Bone Disorders, Tumors of Bone, Tumors of Soft Tissue Flashcards
Osteogenesis imperfecta
- defective synthesis of Type I collagen, mutations in either alpha 1 or 2 chains.
- 4 major types; 2 to know are:
1. Type I - mild bone fragility, rib deformities, BLUE SCLERA, normal lifespan, slight inc. risk of fracture; can include hearing loss and small misshapen teeth (from dentin deficiency)
2. Type II - pre/perinatally lethal b/c of multiple fractures prior to birth
Anchondroplasia
- most common form of dwarfism; AD or spontaneous mutation (80%)
- activating mutation in FGFR3 which constantly inhibits cartilage proliferation/growth
- therefore affects all bones that grow via enchondral ossification (cartilage intermediate)
- phenotype: short stature, disproportionate shortening of the proximal extremities, bowing of the legs, and frontal bossing with midface hypoplasia; cartilage that is there is disordered and hypoplastic
- type: thanatophoric is lethal due to small thorax and respiratory complications
Osteopetrosis
- a deficiency of carbonic anhydrase II which leads to a loss of acidic environment needed for bone resorption - therefore, bones are dense like stone, eventually weaken and fracture like a piece of chalk
- clinically will see fractures, cytopenias, vision/hearing impairment, hydrocephalus, RTA/metabolic acidosis from reduced reabsorption of HCO3
- micro will see multiple irregular bony trabeculae with residual cartilage, no increased osteoclasts; hematopoiesis but in a smaller marrow cavity
Rickets
-defective matrix mineralization and accumulation of unmineralized bone matrix because of a Vitamin D disturbance
-clinically will see pigeon chest deformity, frontal bossing, rachitic rosary ribs, and bowed legs. ON x-ray will see distal ends of long bones as flared, frayed, and cupped with large distance between the radius and metacarpals.

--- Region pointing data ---
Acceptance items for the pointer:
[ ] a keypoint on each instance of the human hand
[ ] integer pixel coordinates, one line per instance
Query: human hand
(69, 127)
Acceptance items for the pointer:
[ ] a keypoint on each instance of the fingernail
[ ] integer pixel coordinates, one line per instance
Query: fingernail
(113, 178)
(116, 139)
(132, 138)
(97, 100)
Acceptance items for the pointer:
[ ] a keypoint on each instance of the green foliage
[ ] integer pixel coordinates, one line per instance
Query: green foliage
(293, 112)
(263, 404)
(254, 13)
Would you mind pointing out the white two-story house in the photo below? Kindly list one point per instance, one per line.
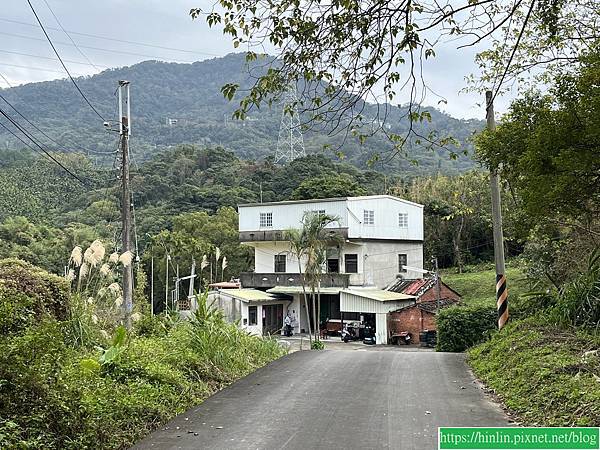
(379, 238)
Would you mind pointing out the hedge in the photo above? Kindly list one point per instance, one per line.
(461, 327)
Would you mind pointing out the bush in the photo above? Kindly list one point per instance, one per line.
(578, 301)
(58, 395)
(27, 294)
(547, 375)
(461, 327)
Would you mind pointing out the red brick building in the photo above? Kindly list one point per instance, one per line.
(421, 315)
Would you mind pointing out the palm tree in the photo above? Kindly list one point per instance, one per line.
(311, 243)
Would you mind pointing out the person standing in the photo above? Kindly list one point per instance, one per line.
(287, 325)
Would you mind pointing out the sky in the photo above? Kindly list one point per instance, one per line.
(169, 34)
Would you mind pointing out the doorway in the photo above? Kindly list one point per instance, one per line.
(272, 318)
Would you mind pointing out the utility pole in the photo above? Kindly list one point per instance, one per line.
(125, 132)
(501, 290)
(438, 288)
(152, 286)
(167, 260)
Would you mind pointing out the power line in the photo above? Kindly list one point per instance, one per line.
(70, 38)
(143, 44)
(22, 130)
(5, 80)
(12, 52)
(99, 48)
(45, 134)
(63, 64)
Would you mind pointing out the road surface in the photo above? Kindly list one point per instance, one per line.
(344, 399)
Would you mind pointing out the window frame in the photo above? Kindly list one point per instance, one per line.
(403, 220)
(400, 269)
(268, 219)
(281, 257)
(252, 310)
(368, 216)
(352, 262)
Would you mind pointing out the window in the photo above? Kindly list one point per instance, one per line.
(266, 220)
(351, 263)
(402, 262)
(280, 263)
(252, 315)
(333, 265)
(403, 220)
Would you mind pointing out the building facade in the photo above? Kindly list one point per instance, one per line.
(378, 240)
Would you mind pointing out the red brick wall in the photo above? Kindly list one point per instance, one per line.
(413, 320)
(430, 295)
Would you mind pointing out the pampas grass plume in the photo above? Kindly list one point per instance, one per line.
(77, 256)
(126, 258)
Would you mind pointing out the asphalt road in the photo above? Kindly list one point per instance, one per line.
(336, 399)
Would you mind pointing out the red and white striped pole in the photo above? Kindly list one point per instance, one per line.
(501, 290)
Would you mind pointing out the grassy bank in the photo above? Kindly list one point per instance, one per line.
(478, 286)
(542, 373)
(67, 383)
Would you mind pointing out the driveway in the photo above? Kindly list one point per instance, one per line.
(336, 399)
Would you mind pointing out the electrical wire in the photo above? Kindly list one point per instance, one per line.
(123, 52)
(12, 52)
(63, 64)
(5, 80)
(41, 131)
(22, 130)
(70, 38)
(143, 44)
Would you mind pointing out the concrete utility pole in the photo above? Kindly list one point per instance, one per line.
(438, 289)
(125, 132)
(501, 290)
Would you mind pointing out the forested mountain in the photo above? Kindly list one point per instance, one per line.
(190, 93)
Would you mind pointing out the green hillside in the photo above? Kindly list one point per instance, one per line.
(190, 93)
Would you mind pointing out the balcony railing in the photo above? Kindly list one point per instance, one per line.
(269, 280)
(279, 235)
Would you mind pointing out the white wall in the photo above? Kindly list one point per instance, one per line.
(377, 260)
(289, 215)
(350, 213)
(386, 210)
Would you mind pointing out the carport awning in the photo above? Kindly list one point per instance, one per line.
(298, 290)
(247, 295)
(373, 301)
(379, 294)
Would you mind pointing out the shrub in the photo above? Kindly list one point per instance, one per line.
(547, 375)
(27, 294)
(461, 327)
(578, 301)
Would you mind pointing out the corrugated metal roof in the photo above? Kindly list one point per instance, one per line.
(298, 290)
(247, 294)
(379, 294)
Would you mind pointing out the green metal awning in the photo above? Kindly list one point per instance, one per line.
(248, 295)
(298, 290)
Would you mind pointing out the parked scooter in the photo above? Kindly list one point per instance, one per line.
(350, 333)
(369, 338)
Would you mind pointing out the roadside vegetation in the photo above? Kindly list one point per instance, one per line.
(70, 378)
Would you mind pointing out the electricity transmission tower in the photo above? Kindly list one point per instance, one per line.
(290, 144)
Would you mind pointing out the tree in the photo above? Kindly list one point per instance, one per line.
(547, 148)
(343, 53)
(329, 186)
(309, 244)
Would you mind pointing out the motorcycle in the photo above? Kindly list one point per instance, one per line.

--- Apply what you read ---
**a)** Copy the passage of the bone disorders flashcards starting at "- 4 major types;" and ending at "ossification (cartilage intermediate)".
**b)** In the bone disorders flashcards, what enzyme deficiency causes osteopetrosis?
**c)** Go on with the bone disorders flashcards from where they stop.

--- Answer set ---
**a)**
- 4 major types; 2 to know are:
1. Type I - mild bone fragility, rib deformities, BLUE SCLERA, normal lifespan, slight inc. risk of fracture; can include hearing loss and small misshapen teeth (from dentin deficiency)
2. Type II - pre/perinatally lethal b/c of multiple fractures prior to birth
Anchondroplasia
- most common form of dwarfism; AD or spontaneous mutation (80%)
- activating mutation in FGFR3 which constantly inhibits cartilage proliferation/growth
- therefore affects all bones that grow via enchondral ossification (cartilage intermediate)

**b)** A deficiency of carbonic anhydrase II.

**c)**
-microscopically will see thickened, non-calcified, poorly defined growth plate (von Kossa stain)
+Pathophysio = Vit D stimulates osteoblasts to produce osteocalcin, a Ca-binding protein needed for Ca deposition in bone development.
Rickets vs. Osteomalacia
- Rickets is in kids; Osteomalacia is in adults - both are inadequate osteoid mineralization of trabeculae that leads to weak bones and fracture
- both have decreased Ca and P, increased PTH and alkaline phosphatase
Osteomyelitis
- infection of bone, usually bacterial, usually kids
- caused by direct inoculation (trauma), contiguous spread (cellulitis), or hematogenous spread
- will have bone pain + systemic signs of infection; lytic focus (abscess, called “sequestrum”) on x-ray surrounded by sclerosis (“involurum”–subperiosteal shell of reactive viable new bone)
- draw blood for cultures before starting treatment
- one of the few conditions in which ESR >100mm/hr
Osteoporosis
- reduction in trabecular bone mass, resulting in porous bone with inc. risk of fracture
- 2 types: senile, postmenopausal
- contributing factors include - aging: dec. synthetic and replicative activity of osteoblasts/progenitors, reduced physical activity; PM: dec. serum estrogen, inc. IL-1/6/TNF, RANK/RANKL, inc. osteoclast activity
- can treat with bisphosphonates, which inhibit bone resorption by binding to bone material
Pathologic vs. Non-pathologic fractures
Pathologic = bones break after trivial trauma; most common underlying pathology is osteoporosis; may also be due to underlying malignancy or bone cyst
Osteonecrosis
- Ischemic necrosis of bone and marrow; wedge-shaped pale area of necrosis
- causes: fracture/trauma, steroids, SCD, alcohol abuse, decompression sickness (bends)
Pagets Disease of Bone
- like osteoporosis, it’s an imbalance of osteoclast and osteoblast activity; typically localized (differentiating feature)
- has 3 phases: lytic, mixed, and sclerotic; characteristic “cotton wool” appearance of skull
- unknown etiology but possible viral, familial predisposition - Chr18
- most common cause of isolated elevated alkaline phosphatase in pts >40yo; patients will notice that their hat size has gone up
- inc. risk of osteosarcoma
Hyperparathyroidism
-Primary = hyperplasia or tumor (adenoma) of the
parathyroid gland
-Secondary = prolonged states of hypocalcemia with resulting hypersecretion of PTH
-Inc. PTH –> osteoblasts –> osteoclasts –> bone resorption
-substantial resorption of bone causes cyst-like brown tumors (fibrous tissue and woven bone without matrix)
Renal Osteodystrophy
- term to collectively describe skeletal changes associated with CKD wherein the kidney fails to convert Vitamin D to active form (as such, Ca isn’t absorbed, so PTH is released to try and increase Ca absorption and also increases bone resorption)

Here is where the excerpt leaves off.